▶ [練習問題]:
1. 原子力研究開発の文章のうち「原子力エネルギーが安定的な」で始まる段落を、主な事実を残してより短く書き直すこと。
2. 原子力研究開発の文章を、最後の文の後から再開して書き継ぐこと。

▶ [本文]:
------------------------------------------------------------------------
8-1 研究開発に関する基本的考え方と関係機関の役割・連携

 原子力エネルギーが安定的な電力供給や2050年カーボンニュートラル実現に貢献するためにも、事故炉の廃炉や放射性廃棄物の処理・処分等の困難な課題を解決していくためにも、研究開発を推進することは重要です。東電福島第一原発事故の反省・教訓、原子力を取り巻く環境の変化、国際動向等を踏まえ、政府や研究開発機関は研究開発計画を策定・推進するとともに、適切なマネジメント体制の構築に向けた取組を行っています。
また、科学的知見や知識の収集・体系化・共有により、知識基盤の構築を進めるため、原子力関係組織における分野横断的・組織横断的な連携・協働に向けた取組も進められています。
------------------------------------------------------------------------
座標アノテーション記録
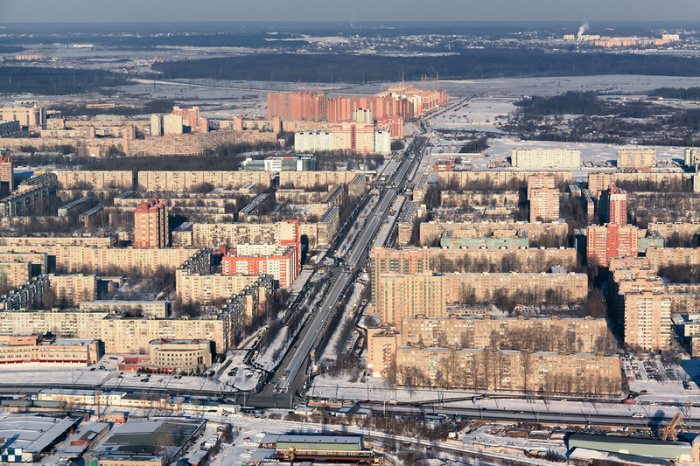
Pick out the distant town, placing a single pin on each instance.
(229, 269)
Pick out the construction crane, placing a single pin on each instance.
(669, 432)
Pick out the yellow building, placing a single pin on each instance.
(180, 355)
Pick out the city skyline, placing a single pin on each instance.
(46, 11)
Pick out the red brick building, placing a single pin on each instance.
(608, 241)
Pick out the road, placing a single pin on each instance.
(286, 378)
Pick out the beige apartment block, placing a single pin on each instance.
(57, 241)
(209, 288)
(489, 370)
(97, 179)
(185, 181)
(472, 180)
(598, 182)
(544, 159)
(107, 260)
(636, 157)
(14, 273)
(648, 321)
(38, 260)
(233, 234)
(568, 335)
(430, 232)
(180, 355)
(33, 349)
(399, 296)
(665, 257)
(73, 289)
(311, 179)
(544, 204)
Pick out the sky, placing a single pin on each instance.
(47, 11)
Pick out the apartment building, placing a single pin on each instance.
(14, 273)
(613, 206)
(312, 179)
(544, 204)
(38, 262)
(49, 241)
(488, 370)
(180, 355)
(636, 157)
(647, 321)
(691, 157)
(608, 241)
(430, 232)
(666, 257)
(147, 309)
(186, 181)
(7, 176)
(103, 259)
(96, 179)
(209, 288)
(151, 225)
(284, 233)
(562, 335)
(73, 289)
(399, 296)
(598, 182)
(32, 118)
(546, 159)
(131, 335)
(263, 259)
(37, 349)
(354, 137)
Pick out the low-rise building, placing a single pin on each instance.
(27, 349)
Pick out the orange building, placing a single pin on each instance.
(264, 259)
(401, 102)
(614, 206)
(151, 225)
(606, 242)
(6, 176)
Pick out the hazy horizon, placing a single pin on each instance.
(127, 11)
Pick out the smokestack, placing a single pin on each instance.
(582, 30)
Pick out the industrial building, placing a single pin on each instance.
(28, 437)
(147, 442)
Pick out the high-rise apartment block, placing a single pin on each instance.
(156, 125)
(691, 157)
(613, 206)
(151, 225)
(543, 159)
(172, 124)
(6, 176)
(544, 204)
(608, 241)
(636, 157)
(647, 321)
(32, 118)
(263, 259)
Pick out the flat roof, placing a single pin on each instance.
(310, 438)
(33, 433)
(148, 438)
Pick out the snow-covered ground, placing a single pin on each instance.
(271, 356)
(601, 157)
(479, 114)
(329, 354)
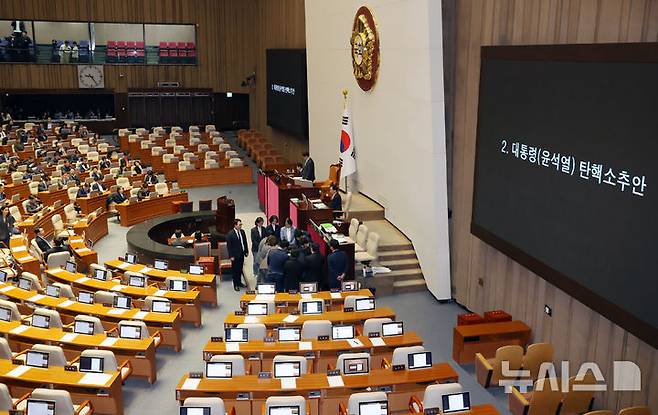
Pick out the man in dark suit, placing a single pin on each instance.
(308, 167)
(42, 243)
(336, 264)
(257, 234)
(238, 250)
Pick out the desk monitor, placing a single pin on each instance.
(24, 284)
(219, 370)
(257, 309)
(100, 274)
(287, 369)
(194, 410)
(127, 331)
(356, 366)
(373, 408)
(83, 327)
(121, 301)
(136, 281)
(36, 359)
(41, 321)
(266, 289)
(195, 269)
(91, 364)
(5, 314)
(312, 307)
(456, 402)
(394, 328)
(289, 334)
(177, 285)
(420, 360)
(284, 410)
(71, 267)
(349, 286)
(40, 407)
(161, 306)
(160, 264)
(308, 287)
(234, 334)
(86, 297)
(364, 304)
(52, 291)
(342, 332)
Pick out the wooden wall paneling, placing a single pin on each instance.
(578, 333)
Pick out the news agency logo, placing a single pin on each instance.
(626, 377)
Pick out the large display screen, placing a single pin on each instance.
(566, 174)
(287, 101)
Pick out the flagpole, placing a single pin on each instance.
(344, 108)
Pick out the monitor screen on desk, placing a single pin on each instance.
(86, 297)
(160, 264)
(395, 328)
(456, 402)
(308, 287)
(373, 408)
(364, 304)
(257, 309)
(221, 370)
(420, 360)
(289, 334)
(312, 307)
(40, 407)
(235, 334)
(161, 306)
(36, 359)
(342, 332)
(41, 321)
(91, 364)
(266, 288)
(83, 327)
(287, 369)
(356, 366)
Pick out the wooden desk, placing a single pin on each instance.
(106, 397)
(487, 338)
(132, 213)
(212, 177)
(206, 283)
(292, 300)
(281, 319)
(322, 352)
(188, 301)
(140, 353)
(402, 384)
(168, 324)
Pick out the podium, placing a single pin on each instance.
(225, 214)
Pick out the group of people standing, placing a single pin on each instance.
(285, 256)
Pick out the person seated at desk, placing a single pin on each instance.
(33, 205)
(336, 201)
(276, 260)
(95, 174)
(336, 264)
(143, 192)
(42, 242)
(288, 232)
(151, 178)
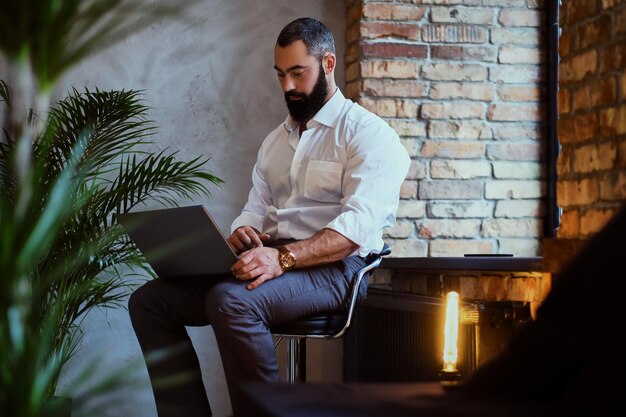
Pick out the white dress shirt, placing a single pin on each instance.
(343, 173)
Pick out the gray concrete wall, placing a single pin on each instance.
(214, 91)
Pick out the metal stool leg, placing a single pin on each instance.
(296, 360)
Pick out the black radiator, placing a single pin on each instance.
(398, 337)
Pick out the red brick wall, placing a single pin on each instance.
(592, 114)
(461, 81)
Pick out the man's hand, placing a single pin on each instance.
(260, 264)
(246, 237)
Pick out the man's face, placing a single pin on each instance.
(302, 79)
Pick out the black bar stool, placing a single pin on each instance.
(331, 325)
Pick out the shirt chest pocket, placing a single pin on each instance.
(323, 181)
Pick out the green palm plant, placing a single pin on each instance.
(63, 173)
(102, 138)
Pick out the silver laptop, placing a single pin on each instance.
(180, 241)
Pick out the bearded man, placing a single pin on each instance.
(326, 184)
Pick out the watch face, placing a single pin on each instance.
(287, 260)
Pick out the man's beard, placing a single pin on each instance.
(305, 108)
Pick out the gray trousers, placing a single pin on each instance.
(161, 308)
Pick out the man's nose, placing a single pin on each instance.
(288, 84)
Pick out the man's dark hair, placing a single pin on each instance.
(316, 36)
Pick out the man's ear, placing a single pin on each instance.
(329, 62)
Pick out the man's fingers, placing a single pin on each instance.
(256, 240)
(257, 282)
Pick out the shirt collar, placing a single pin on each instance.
(327, 115)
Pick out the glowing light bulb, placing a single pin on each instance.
(451, 332)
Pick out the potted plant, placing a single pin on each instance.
(65, 170)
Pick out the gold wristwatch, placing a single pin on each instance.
(286, 258)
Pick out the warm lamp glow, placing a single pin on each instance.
(451, 332)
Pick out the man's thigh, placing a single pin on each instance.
(294, 294)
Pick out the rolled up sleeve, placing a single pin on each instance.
(259, 199)
(376, 168)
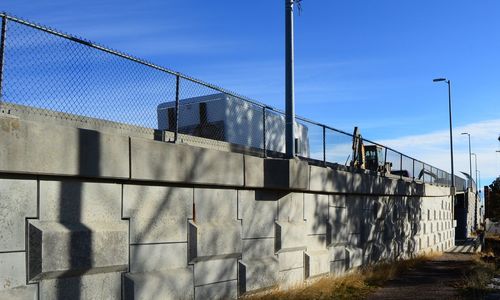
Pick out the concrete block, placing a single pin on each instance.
(286, 174)
(339, 233)
(316, 242)
(12, 270)
(290, 278)
(157, 214)
(258, 215)
(95, 286)
(221, 290)
(257, 274)
(254, 171)
(68, 151)
(214, 239)
(167, 284)
(316, 263)
(257, 248)
(290, 235)
(338, 215)
(156, 257)
(159, 161)
(337, 200)
(338, 267)
(316, 213)
(215, 205)
(28, 292)
(291, 207)
(215, 270)
(337, 253)
(291, 260)
(354, 239)
(18, 200)
(57, 249)
(79, 202)
(321, 179)
(354, 257)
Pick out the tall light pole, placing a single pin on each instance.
(470, 159)
(289, 81)
(475, 168)
(451, 131)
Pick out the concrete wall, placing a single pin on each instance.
(86, 214)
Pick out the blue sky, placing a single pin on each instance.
(358, 63)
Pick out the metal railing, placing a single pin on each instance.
(69, 77)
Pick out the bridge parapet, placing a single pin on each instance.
(179, 220)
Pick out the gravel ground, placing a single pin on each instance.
(434, 279)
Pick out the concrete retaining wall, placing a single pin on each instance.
(86, 214)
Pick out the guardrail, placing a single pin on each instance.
(77, 79)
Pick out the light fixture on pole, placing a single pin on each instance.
(451, 131)
(470, 160)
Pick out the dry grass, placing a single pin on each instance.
(474, 283)
(355, 285)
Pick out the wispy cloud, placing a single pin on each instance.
(434, 148)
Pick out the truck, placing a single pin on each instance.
(224, 117)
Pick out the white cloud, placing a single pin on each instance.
(433, 148)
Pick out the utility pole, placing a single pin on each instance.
(289, 81)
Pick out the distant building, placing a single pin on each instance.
(226, 118)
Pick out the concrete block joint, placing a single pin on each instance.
(121, 216)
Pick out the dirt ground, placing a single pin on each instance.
(434, 279)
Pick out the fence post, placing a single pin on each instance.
(2, 53)
(401, 164)
(324, 145)
(385, 161)
(413, 160)
(264, 150)
(177, 85)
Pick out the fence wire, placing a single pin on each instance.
(45, 71)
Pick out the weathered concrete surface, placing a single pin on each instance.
(157, 214)
(158, 161)
(168, 284)
(286, 174)
(18, 200)
(61, 250)
(154, 220)
(68, 151)
(72, 201)
(96, 286)
(12, 270)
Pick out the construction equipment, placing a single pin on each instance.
(370, 157)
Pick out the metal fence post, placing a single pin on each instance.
(264, 150)
(177, 85)
(401, 164)
(385, 161)
(2, 53)
(324, 145)
(413, 172)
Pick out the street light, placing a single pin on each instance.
(470, 158)
(451, 132)
(475, 167)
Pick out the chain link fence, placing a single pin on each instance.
(59, 75)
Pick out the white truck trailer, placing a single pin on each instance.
(226, 118)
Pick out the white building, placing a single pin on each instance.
(231, 119)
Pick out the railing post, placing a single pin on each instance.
(177, 86)
(2, 53)
(385, 161)
(401, 164)
(324, 145)
(413, 172)
(264, 150)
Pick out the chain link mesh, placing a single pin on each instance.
(58, 75)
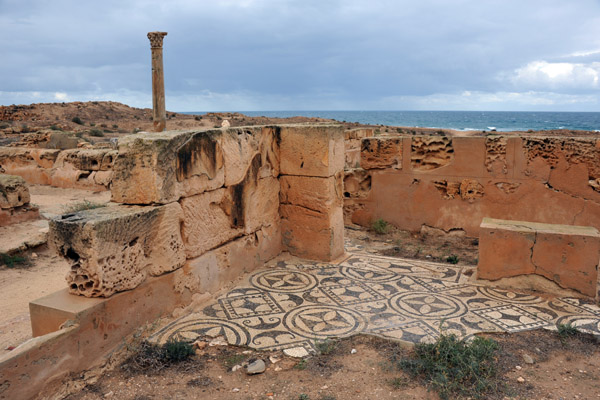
------------------------------------------------------------------------
▶ [解答]:
1. 安定的な電力供給や2050年カーボンニュートラル実現への貢献、事故炉の廃炉や放射性廃棄物の処理・処分等の課題解決のため、研究開発の推進は重要である。政府や研究開発機関は、東電福島第一原発事故の反省・教訓、環境の変化、国際動向等を踏まえて研究開発計画を策定・推進し、適切なマネジメント体制の構築に取り組んでいる。

2.
(1) 研究開発に関する基本的考え方

 2016年度から2020年度までを対象とする「第5期科学技術基本計画」(2016年1月閣議決定)では、エネルギーの安定的な確保とエネルギー利用の効率化のため、安全性・核セキュリティ・廃炉技術の高度化等の原子力の利用に資する研究開発を推進し、さらに、将来に向けた重要な技術である核融合等の革新的技術、核燃料サイクル技術の確立に向けた研究開発にも取り組むとしてきました。同基本計画に基づき、文部科学省は2017年2月に「研究開発計画」を策定し(2017年8月最終改訂)、文部科学省として重点的に推進すべき研究開発の取組及びその推進方策について取りまとめました。この中で、原子力科学技術は国家戦略上重要な科学技術として位置付けられており、研究開発目標として、安全性・核セキュリティ・廃炉技術の高度化等の原子力の利用に資する研究開発を推進し、将来に向けた革新的技術の確立に向けた研究開発に取り組むことが掲げられました。また、革新的なエネルギー技術の開発として、核融合エネルギーの実現に向けた研究開発に取り組むことが示されました。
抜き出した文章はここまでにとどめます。